STATED EXERCISE
Extract every line below that contains the string "barn", copying each one in full. Treat uppercase and lowercase as different.

DATA SHOWN
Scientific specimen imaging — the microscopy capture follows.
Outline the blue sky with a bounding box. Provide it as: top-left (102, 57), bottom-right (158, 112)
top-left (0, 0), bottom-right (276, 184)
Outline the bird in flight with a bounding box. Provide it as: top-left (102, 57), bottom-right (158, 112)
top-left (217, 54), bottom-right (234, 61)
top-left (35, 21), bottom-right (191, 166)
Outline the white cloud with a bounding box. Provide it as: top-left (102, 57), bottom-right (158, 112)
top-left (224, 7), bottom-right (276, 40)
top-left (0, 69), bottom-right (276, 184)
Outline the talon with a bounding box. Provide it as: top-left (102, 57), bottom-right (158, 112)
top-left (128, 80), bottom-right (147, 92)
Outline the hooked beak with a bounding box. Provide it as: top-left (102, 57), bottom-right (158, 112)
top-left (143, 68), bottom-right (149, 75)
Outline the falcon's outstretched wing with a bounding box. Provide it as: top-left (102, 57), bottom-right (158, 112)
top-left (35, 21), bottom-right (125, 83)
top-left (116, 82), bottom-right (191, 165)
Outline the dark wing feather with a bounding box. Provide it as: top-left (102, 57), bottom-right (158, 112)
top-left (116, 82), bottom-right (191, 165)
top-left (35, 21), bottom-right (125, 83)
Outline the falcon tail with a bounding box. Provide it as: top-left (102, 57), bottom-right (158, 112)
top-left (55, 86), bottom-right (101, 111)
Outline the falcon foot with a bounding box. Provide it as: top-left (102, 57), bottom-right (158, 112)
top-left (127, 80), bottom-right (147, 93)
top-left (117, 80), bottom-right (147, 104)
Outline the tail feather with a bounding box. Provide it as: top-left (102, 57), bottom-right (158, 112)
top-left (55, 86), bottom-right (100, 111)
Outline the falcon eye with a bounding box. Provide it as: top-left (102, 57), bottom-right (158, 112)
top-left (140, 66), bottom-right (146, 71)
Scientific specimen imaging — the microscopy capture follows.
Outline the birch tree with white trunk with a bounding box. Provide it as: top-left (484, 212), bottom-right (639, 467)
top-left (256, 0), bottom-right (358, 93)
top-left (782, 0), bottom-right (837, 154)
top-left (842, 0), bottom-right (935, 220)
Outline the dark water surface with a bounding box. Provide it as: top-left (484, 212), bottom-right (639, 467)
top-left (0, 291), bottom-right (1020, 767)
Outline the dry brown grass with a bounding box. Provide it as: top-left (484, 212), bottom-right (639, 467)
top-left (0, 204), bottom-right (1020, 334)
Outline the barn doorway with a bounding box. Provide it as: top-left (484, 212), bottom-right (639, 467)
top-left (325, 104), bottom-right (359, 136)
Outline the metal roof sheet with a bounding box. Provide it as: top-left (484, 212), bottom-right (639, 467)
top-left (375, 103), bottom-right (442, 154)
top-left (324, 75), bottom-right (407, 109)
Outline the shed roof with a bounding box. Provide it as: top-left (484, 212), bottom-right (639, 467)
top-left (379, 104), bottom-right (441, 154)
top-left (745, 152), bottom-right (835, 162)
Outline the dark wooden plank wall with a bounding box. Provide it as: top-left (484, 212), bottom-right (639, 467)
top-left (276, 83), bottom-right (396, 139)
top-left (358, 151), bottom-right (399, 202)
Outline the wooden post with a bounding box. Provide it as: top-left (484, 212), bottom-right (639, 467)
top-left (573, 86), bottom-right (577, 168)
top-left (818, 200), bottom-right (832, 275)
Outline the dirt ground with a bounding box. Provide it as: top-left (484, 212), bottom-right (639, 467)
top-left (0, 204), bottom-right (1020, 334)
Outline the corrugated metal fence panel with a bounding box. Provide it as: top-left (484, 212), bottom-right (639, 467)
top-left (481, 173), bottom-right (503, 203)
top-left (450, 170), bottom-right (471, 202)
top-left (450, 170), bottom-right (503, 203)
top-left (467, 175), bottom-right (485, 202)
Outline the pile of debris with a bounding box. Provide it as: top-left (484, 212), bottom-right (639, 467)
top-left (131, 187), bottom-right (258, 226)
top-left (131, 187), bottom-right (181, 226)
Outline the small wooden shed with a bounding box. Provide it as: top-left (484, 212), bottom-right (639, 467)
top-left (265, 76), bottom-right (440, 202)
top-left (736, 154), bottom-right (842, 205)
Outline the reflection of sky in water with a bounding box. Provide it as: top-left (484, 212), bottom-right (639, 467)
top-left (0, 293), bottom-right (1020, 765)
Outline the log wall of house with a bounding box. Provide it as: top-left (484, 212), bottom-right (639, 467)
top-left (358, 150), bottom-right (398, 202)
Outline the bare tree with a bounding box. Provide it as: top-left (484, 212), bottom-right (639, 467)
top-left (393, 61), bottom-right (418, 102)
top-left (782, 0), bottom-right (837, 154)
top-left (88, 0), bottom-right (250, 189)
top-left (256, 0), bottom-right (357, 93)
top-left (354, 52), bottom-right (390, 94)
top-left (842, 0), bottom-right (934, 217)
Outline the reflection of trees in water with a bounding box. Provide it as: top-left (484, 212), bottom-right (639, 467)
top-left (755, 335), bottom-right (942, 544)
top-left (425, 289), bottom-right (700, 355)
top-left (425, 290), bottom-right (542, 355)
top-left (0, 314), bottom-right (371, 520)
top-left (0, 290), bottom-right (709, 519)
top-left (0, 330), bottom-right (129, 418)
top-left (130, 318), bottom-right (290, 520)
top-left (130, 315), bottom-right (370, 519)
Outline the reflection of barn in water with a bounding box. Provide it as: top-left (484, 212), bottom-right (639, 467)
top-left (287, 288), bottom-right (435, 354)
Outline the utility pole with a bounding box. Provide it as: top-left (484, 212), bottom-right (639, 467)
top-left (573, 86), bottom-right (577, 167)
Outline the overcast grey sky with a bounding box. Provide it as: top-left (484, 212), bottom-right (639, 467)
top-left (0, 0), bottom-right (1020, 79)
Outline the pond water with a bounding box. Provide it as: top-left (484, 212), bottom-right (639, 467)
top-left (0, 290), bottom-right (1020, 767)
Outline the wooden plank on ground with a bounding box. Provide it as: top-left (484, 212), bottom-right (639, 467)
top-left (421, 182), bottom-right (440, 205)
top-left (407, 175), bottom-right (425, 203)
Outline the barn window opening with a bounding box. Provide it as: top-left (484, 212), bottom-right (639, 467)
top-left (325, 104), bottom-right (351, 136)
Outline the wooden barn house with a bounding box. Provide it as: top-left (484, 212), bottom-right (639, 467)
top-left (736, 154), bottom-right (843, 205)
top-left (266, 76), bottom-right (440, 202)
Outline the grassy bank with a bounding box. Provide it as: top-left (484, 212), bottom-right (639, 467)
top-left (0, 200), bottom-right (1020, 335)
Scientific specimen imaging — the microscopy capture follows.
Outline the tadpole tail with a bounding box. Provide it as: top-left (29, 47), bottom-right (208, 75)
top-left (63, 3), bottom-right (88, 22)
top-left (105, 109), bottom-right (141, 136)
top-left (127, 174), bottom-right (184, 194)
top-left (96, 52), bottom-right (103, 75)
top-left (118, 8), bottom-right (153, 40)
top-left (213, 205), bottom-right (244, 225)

...

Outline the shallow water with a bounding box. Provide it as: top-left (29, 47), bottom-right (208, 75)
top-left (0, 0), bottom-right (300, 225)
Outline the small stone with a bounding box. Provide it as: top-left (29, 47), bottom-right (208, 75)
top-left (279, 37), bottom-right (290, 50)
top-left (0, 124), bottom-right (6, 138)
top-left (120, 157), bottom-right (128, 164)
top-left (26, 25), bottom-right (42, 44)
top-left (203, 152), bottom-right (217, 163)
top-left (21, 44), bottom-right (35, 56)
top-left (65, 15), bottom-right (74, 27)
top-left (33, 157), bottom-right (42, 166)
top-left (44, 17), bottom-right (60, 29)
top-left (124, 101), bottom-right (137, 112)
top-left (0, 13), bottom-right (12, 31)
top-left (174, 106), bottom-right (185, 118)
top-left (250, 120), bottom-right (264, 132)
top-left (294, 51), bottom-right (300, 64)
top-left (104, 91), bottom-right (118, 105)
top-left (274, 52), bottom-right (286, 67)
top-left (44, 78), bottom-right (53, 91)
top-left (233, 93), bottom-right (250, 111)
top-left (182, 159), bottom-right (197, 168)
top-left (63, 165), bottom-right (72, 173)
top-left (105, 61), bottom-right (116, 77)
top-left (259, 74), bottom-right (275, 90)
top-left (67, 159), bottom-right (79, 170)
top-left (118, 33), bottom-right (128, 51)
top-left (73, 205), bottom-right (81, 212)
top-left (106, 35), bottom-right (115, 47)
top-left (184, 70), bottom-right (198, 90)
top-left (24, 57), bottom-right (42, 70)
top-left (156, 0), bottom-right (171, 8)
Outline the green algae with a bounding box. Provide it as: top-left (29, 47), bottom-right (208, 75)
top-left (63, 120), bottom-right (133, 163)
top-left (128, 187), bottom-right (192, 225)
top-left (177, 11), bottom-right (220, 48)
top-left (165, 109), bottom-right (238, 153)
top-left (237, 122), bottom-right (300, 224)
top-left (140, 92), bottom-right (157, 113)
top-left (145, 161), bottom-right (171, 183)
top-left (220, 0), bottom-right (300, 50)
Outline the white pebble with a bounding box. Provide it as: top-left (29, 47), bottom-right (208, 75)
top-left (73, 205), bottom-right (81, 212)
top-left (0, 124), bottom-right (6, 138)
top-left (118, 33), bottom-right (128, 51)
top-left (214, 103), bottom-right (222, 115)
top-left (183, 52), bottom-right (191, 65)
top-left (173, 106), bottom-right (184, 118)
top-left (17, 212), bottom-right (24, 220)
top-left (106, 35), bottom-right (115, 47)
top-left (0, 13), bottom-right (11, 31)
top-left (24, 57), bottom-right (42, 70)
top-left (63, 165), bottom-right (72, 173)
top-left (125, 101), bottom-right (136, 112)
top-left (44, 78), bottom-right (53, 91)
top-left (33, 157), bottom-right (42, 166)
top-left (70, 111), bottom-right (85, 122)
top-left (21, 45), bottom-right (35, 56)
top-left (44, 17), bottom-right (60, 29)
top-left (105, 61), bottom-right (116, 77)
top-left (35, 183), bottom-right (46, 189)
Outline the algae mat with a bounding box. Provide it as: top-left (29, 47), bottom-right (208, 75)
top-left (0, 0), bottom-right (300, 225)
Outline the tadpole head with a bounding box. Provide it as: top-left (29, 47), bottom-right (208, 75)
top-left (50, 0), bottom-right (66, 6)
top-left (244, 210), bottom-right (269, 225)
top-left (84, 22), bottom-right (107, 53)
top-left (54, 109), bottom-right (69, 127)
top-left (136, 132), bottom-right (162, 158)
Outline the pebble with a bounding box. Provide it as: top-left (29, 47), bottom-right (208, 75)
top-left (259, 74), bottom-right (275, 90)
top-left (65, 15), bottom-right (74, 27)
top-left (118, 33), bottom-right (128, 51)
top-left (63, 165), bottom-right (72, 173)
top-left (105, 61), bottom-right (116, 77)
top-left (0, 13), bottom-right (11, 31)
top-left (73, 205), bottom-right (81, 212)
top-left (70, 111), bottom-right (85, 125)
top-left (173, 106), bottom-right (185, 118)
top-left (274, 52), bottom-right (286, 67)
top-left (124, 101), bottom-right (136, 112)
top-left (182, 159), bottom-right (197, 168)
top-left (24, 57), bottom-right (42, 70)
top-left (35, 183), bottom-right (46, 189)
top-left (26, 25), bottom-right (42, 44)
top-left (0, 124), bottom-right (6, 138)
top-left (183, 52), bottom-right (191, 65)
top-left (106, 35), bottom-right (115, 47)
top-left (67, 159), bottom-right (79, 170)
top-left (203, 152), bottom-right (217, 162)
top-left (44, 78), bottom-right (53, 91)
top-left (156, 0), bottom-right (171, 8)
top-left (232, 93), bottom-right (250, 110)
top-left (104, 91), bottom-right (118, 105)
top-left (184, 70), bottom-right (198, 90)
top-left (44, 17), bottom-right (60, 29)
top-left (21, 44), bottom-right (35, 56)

RESULT BELOW
Outline the barn doorway with a bounding box. Provide it as: top-left (484, 212), bottom-right (639, 467)
Outline the reflection of barn in water with a bounding box. Provide it as: top-left (484, 212), bottom-right (639, 467)
Outline the barn window opening with a bounding box. Provide it as: top-left (484, 212), bottom-right (639, 467)
Outline the wooden barn house with a bounding box. Provide it as: top-left (484, 212), bottom-right (639, 467)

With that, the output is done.